> PAGE EXCERPT:
====

It was a 2-day convention and my always broke ass had to work late Friday night so we were only going to make it for half of the first day. Saturday morning rolls around and the boys are tripping out because our usual drug guy fell through. It was kind of a ritual for us to pick up some uppers anytime we went out of town, and tbh we were all heavily drug dependent back in those days SO you bet we took 2 extra hours to pop in and out of the city to pick up.
Finally dosed and got on our way, hit the usual weekend bay area traffic and arrived to the con at 3pm. We walked in and the line to meet this guy stretched wall to wall and I was immediately intimidated and tried to walk back out lmao. An announcement was made that they were ending for the day at 4, so I felt a lot less pressured to overcome my anxiety yet. Spent that hour in Star Trek collectors heaven though..
Rest of the eve/night we spent doing things GROWN ASS ADULTS shouldn’t be doing like sneaking into mini-golf and climbing trees with bottles of Jack and hot-boxing our hotel room while watching the series finale of Hannibal...

====

> GIVEN INFORMATION:
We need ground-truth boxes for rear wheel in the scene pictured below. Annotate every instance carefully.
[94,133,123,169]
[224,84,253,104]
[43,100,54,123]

====

> INSTRUCTIONS:
1. Answer these questions from the convention account:
(a) What time did the group arrive at the convention?
(b) At what hour was the convention announced to be ending for the day?
(c) Whose series finale did the group watch in the hotel room?
2. Using the convention account, mark each statement yes or no and quote the words that decide it.
(a) The convention ran for three days.
(b) The drive to the convention ran into traffic.
(c) The writer spent the hour before closing waiting in the line.

> ANSWER SET:
1.
(a) 3pm
(b) 4
(c) Hannibal

2.
(a) No: "It was a 2-day convention"
(b) Yes: "hit the usual weekend bay area traffic"
(c) No: "Spent that hour in Star Trek collectors heaven though"